(EXTRACT PROVIDED)

Disruptive technologies and cleaning innovations

Like many other industries, the cleaning industry is undergoing a facelift through disruptive technologies that are driving greater automation. While this trend is reducing the amount of physical labour needed for cleaning jobs, it is at the same time enhancing the productivity and efficiency of workers in this industry.

In Singapore, the government is looking to improve standards and productivity within the cleaning sector through the implementation of a cleaning licensing regime. It emphasises the need for cleaners to hone their skills and expertise by participating in workforce skill qualification courses and learning how to operate specialised cleaning machines, such as robotic cleaning machines to improve productivity.

A productive cleaning industry that is also at the same time sustainable, makes good business sense. Smart cleaning technology across different equipment and platforms can help businesses be more sustainable and efficient by reducing water and chemical usage, strengthening chemical dosing accuracy, improving hygiene compliance and raising labour productivity and safety.

(End EXTRACT PROVIDED)
(LISTED RECORDS)

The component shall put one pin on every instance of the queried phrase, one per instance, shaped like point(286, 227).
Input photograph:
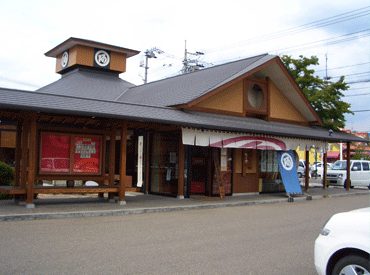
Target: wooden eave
point(69, 43)
point(190, 105)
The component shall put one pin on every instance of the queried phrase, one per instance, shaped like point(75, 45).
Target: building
point(210, 132)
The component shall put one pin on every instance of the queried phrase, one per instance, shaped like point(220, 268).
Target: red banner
point(55, 153)
point(86, 155)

(End LISTED RECORDS)

* TRY IT:
From the text on cleaning-industry technology, return the stretch from "A productive cleaning" through "productivity and safety.".

* SOLUTION FOR THIS TASK:
A productive cleaning industry that is also at the same time sustainable, makes good business sense. Smart cleaning technology across different equipment and platforms can help businesses be more sustainable and efficient by reducing water and chemical usage, strengthening chemical dosing accuracy, improving hygiene compliance and raising labour productivity and safety.